Task goal —
Reproduce the part of the material below that opens with the line containing "Each instance of the tree" and runs to the end of the material. Include both ends.

[Records]
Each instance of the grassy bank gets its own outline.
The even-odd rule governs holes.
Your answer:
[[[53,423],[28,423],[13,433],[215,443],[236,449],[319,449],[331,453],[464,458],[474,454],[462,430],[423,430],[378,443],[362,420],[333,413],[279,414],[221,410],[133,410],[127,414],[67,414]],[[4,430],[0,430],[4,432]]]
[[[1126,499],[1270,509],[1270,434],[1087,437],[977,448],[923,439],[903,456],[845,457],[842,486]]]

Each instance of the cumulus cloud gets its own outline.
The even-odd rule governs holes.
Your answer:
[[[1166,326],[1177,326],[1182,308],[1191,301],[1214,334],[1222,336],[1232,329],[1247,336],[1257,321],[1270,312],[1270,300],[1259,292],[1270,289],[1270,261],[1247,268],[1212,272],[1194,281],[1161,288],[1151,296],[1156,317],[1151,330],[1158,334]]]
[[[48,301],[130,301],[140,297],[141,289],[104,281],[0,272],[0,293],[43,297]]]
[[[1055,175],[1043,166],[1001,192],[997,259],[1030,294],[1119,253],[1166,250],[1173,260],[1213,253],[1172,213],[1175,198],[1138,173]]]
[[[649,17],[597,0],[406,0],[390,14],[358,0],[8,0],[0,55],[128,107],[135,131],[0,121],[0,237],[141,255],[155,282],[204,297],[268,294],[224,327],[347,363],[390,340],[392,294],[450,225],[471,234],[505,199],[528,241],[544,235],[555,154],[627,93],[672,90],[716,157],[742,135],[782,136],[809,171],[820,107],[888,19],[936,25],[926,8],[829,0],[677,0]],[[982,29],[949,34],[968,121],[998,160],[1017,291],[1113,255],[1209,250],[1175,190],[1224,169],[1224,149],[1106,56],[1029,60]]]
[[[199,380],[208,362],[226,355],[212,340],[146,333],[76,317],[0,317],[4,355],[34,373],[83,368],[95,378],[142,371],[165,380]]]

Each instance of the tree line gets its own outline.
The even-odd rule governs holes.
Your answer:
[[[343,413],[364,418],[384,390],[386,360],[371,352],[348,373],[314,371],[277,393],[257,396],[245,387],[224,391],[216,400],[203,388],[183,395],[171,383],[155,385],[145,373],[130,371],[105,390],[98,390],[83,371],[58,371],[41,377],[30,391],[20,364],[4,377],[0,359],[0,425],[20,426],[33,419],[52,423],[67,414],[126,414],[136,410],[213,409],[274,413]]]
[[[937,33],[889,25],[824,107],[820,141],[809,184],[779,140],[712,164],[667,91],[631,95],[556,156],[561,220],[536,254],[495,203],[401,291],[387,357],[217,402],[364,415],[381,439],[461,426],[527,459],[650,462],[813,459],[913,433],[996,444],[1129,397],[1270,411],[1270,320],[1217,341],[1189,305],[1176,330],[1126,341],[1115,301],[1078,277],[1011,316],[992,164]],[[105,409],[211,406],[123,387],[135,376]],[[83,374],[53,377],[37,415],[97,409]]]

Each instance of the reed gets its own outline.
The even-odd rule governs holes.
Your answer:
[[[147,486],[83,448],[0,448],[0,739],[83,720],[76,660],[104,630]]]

Reply —
Each instance of the tree line gets its own outline.
The even-odd rule governs holes.
Your answer:
[[[343,413],[364,418],[384,390],[386,360],[371,352],[348,373],[314,371],[277,393],[257,396],[245,387],[224,391],[216,400],[203,388],[183,395],[171,383],[155,385],[145,373],[130,371],[105,390],[98,390],[83,371],[58,371],[41,377],[30,391],[20,364],[4,377],[0,359],[0,425],[20,426],[33,419],[52,423],[67,414],[126,414],[136,410],[213,409],[274,413]]]
[[[937,33],[889,25],[824,107],[820,141],[809,184],[779,140],[712,164],[667,91],[631,95],[556,156],[561,220],[536,254],[495,203],[401,291],[387,357],[217,402],[364,415],[381,439],[461,426],[527,459],[650,462],[813,459],[913,433],[996,444],[1129,397],[1270,411],[1270,320],[1217,341],[1189,305],[1176,330],[1126,341],[1115,301],[1078,277],[1011,316],[992,164]],[[105,409],[211,406],[123,387],[135,376]],[[83,374],[53,377],[37,415],[97,409]]]

Each instance of the reed gets its own outline.
The even-odd rule governs holes.
Your answer:
[[[147,486],[83,448],[0,448],[0,739],[83,720],[76,660],[104,630]]]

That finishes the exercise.